=== What is needed ===
Restate verbatim the span of lines below between the line with "Exercise. Identify the wooden" and the line with "Exercise. Identify the thatched", including those two lines, and only that span.

=== Given data ===

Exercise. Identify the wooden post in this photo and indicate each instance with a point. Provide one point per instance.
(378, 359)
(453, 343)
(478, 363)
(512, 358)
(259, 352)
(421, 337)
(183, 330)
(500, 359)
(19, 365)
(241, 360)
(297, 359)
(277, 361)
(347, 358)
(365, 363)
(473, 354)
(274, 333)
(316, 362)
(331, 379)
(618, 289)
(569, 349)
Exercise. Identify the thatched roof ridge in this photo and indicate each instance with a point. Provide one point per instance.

==

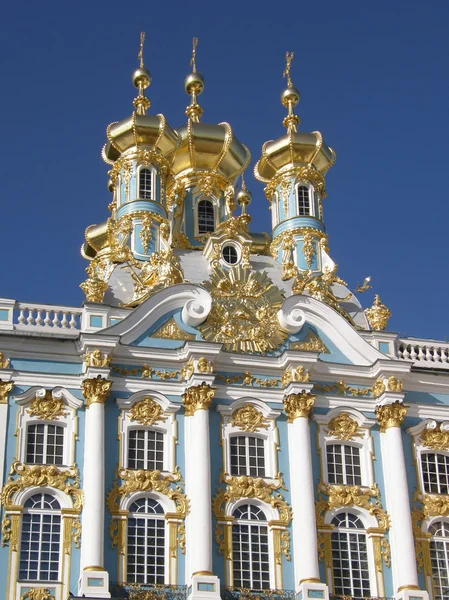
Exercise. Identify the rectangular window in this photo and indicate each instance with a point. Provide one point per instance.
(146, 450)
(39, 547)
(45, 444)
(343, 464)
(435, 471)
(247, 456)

=== Solution to the problem ===
Exercise. Identify the wooden post in this photo and indicate each instance with a point. Provide one point per instance.
(378, 359)
(453, 343)
(478, 363)
(512, 358)
(259, 352)
(421, 337)
(183, 330)
(500, 359)
(19, 365)
(241, 360)
(297, 359)
(277, 361)
(347, 358)
(365, 363)
(473, 354)
(274, 333)
(316, 362)
(331, 379)
(618, 289)
(569, 349)
Exercise. Identify the thatched roof ridge in this photo and indicate each instance with a point. Provide one point per instance.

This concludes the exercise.